BEGIN

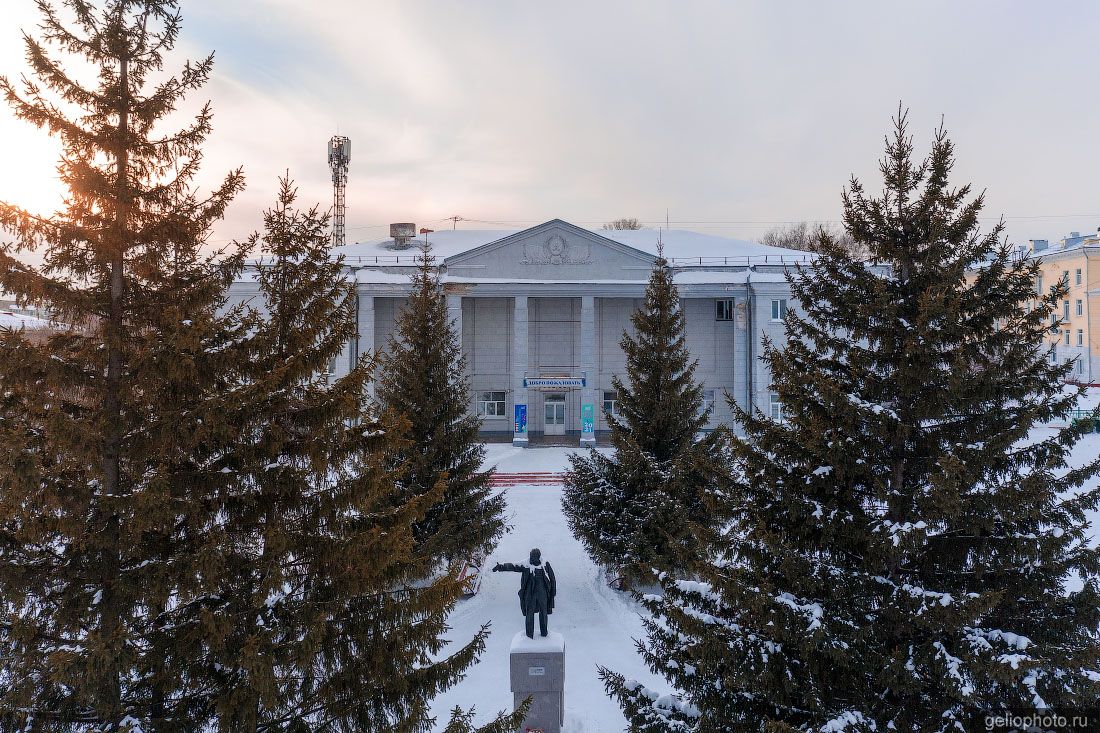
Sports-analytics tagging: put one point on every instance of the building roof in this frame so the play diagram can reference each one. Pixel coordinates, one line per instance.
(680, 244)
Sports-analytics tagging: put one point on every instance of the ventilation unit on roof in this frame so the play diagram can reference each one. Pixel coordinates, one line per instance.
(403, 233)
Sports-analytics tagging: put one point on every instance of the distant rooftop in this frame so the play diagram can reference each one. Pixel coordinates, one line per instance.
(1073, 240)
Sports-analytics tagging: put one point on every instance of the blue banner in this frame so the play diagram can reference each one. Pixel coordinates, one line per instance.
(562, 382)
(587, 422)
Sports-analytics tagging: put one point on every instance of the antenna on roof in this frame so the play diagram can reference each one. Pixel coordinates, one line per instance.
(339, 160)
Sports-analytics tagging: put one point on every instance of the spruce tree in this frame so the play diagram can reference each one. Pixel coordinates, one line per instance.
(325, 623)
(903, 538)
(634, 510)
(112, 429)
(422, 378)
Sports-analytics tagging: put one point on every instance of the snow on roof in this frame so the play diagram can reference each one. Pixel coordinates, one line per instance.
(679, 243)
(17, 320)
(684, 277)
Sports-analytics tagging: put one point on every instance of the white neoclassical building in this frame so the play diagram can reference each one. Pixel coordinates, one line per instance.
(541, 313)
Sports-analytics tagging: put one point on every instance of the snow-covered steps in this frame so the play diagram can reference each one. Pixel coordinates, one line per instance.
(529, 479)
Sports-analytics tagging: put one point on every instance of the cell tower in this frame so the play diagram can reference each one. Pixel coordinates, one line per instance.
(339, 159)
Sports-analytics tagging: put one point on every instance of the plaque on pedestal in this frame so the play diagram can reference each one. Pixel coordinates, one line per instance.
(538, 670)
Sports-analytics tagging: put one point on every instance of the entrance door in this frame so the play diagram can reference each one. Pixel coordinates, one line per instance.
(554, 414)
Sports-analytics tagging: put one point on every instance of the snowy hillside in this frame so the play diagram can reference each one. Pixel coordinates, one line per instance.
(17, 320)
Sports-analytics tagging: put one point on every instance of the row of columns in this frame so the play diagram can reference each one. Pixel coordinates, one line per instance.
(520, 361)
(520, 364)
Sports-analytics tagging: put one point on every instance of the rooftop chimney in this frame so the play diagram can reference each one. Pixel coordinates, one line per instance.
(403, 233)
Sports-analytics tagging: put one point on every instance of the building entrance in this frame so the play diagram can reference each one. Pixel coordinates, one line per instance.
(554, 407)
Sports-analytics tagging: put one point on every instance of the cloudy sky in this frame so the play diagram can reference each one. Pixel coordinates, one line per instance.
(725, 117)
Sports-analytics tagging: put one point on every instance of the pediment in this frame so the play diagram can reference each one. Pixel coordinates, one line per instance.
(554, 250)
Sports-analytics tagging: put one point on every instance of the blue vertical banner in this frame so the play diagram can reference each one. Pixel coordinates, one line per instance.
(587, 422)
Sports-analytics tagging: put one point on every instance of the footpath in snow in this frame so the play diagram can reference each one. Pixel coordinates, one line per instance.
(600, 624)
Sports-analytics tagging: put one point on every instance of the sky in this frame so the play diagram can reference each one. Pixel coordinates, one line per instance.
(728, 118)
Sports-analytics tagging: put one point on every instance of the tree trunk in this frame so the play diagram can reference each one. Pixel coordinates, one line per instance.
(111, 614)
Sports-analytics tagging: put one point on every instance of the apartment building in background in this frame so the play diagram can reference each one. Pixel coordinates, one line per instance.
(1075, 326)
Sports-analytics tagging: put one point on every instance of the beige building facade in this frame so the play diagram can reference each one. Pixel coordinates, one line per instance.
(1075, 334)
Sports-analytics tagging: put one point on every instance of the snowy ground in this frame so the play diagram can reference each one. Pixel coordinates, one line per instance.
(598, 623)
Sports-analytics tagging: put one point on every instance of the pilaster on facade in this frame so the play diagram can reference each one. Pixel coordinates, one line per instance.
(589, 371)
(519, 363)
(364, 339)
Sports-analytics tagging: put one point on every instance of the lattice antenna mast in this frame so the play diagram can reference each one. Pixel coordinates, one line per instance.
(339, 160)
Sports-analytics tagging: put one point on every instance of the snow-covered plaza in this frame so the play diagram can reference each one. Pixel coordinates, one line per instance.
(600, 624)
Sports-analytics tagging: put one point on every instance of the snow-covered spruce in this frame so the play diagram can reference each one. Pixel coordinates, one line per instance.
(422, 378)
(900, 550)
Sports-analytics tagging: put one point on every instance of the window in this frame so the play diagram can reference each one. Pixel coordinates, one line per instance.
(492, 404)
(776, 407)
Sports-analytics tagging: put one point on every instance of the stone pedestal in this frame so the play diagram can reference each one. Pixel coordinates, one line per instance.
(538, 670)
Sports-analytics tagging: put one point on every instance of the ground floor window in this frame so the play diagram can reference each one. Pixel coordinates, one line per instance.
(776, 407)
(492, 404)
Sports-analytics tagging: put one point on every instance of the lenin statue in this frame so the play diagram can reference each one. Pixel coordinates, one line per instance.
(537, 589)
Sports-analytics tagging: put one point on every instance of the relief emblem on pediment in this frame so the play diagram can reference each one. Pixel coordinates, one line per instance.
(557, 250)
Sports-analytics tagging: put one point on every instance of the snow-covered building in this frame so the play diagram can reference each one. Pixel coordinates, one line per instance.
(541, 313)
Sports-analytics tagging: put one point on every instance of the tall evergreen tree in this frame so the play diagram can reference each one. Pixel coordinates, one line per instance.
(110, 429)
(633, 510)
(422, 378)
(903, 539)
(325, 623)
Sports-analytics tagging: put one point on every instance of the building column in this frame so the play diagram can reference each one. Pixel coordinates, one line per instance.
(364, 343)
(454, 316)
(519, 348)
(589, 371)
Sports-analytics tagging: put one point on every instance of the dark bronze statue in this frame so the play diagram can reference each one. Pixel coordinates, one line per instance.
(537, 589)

END

:: TASK DETAILS ::
Without the pictures, restate all of the entries above verbatim.

:: EXPECTED OUTPUT ::
Sports-analytics tagging: put one point on every instance of the building roof in this frame so the play diagram can reference each one. Pixel coordinates, one line per instance.
(680, 244)
Sports-analytics tagging: put one point on every instance of the ventilation unit on roof in this frame so the play diagram can reference each one. Pixel coordinates, one line per instance.
(403, 233)
Sports-analytics tagging: put one point on every instance of the distant rooftop in this frame so the play diagram can reference each one. Pixel coordinates, one line per instance.
(1073, 240)
Sports-analytics tagging: put one point on every instance of the blue banner in this frame so the play diagram can reference each one. Pixel coordinates, one line per instance.
(562, 382)
(587, 422)
Sports-analytics tagging: put one point on every instance of the antenna on roof in this frame so the play diagram can reference each one. Pixel coordinates, one line per instance.
(339, 160)
Sports-analytics tagging: put one point on every instance of the spruce tree in this frame so the play diagram can reference each one. Pixel coordinates, one line per instance.
(325, 623)
(903, 538)
(634, 510)
(112, 429)
(422, 378)
Sports-analytics tagging: put one point on every instance of the snow on roof in this frame so the play diagram can reference each one. Pixel coordinates, one line per instance.
(679, 243)
(17, 320)
(684, 277)
Sports-analytics tagging: put one point on every instance of the white neoclassical building in this frame so the play diagram can reference each one. Pixel coordinates, one line per instance.
(541, 313)
Sports-analytics tagging: put one point on every instance of the snow-covered steps in this frame so the play diagram can reference each one. Pixel coordinates, one line per instance.
(529, 479)
Sports-analytics tagging: put one point on every instance of the cell tower in this frame so the play diagram can reference each one. Pixel coordinates, one line per instance.
(339, 159)
Sports-analytics tagging: put one point on every instance of the plaque on pedestal in this frame so the play diagram can reference each one. Pixel coordinates, one line per instance.
(538, 670)
Sports-analytics tagging: put one point on every instance of the entrance door in this frame so the play diagram can reference each one. Pixel coordinates, one line per instance.
(554, 414)
Sports-analytics tagging: put one point on every instance of the snowy hillside in this frame so the play diagram can reference each one. Pixel coordinates, one line per instance.
(17, 320)
Sports-analytics tagging: put one point on every instance of the row of columns in this frame so the play diagram can reference each one. Pixel coordinates, one line per instance.
(520, 361)
(520, 364)
Sports-analytics tagging: put one point on every instance of the rooftop chimney in this frame so the play diagram can reference each one. Pixel coordinates, one line per instance.
(403, 233)
Sports-analytics tagging: put one point on every instance of the building entrance in this frame so the play diagram can reference each one. Pixel coordinates, one line per instance.
(554, 407)
Sports-analytics tagging: put one point on every instance of the cloudy sky in this frame so the play diagram can reference each one. Pixel coordinates, one line per instance.
(725, 117)
Sports-analytics tagging: put one point on every instance of the pediment in this frame so the play diagram can reference each one. Pixel coordinates, one line per instance.
(554, 250)
Sports-analytics tagging: put one point on every instance of the blue vertical banner in this frame so the play diagram can reference each one. Pixel coordinates, one line per instance.
(587, 422)
Sports-analytics tagging: put one point on every instance of the footpath in snow in this frame so the play diagram can reference each one. Pixel coordinates, one line per instance.
(600, 624)
Sports-analytics tagging: put one point on every instance of the sky in this frame so the play diagram can reference each one. Pixel coordinates, one line per instance.
(728, 118)
Sports-analytics tagging: put one point on every instance of the tree trunk in this frame so the play diagram can reference each one. Pixel coordinates, one line per instance.
(111, 614)
Sports-analytics tagging: put one point on every instance of the apartment building in background in this frame so the play diagram can reference each one. Pixel coordinates, one line per instance.
(1075, 326)
Sports-analytics tagging: put one point on every instance of the beige building facade in this frame so the play diagram can reference each one. Pixel coordinates, one line per instance.
(1075, 334)
Sports-analytics tagging: put one point on every instance of the snowy ground in this frame so the play diagram can reference each one. Pixel coordinates, one line per instance.
(598, 623)
Sports-analytics tagging: put one point on every instance of the pilaster on facade in this frame so the play diagram can reference each one. Pixel coordinates, one line per instance.
(589, 371)
(519, 363)
(364, 339)
Sports-analytics tagging: put one point on every instance of the lattice antenna mast in this frame so the play diagram can reference each one. Pixel coordinates, one line per instance.
(339, 160)
Sports-analytics tagging: put one point on every instance of the snow-covered plaza in this frame so the play diagram can reference each one. Pixel coordinates, one line per instance.
(600, 624)
Sports-analytics tagging: put one point on every instance of the snow-covered spruce in this frame so the play diagram can reference each one. Pixel coordinates, one line per instance.
(422, 378)
(900, 550)
Sports-analytics tagging: put one point on every instance of the window in this frame so the play diagram can reference each one. Pixel coordinates, one line per instance.
(492, 404)
(776, 407)
Sports-analytics tagging: put one point on every instance of the stone pedestal in this frame so the play diagram can reference each one. Pixel coordinates, one line per instance.
(538, 670)
Sports-analytics tagging: put one point on every instance of the ground floor window in this frame so the play diagram can reference each one. Pixel coordinates, one line per instance.
(776, 407)
(492, 404)
Sports-analytics tagging: put one point on every instance of the lenin statue in this frame so the play diagram can reference each one. Pixel coordinates, one line per instance.
(537, 589)
Sports-analytics tagging: put one point on every instance of the relief emblem on pediment in this frame so the play diagram can reference each one. Pixel coordinates, one line per instance.
(557, 250)
Sports-analytics tagging: put one point on every instance of the snow-covered building in this frame so the play diagram can reference each one. Pixel coordinates, one line per instance.
(541, 313)
Sports-analytics tagging: put one point on every instance of the tall evergreen tree in this frame so the play diagram can reference each one. Pixel coordinates, one line per instance.
(110, 429)
(633, 510)
(422, 378)
(903, 539)
(325, 623)
Sports-analytics tagging: put one point on every instance of the building column in this frame so the play diagram can reference each one. Pixel coordinates, one line per instance.
(364, 343)
(454, 316)
(519, 348)
(589, 371)
Sports-analytics tagging: put one point on every instance of the dark bronze statue in this frame so the play diagram can reference each one. Pixel coordinates, one line per instance.
(537, 589)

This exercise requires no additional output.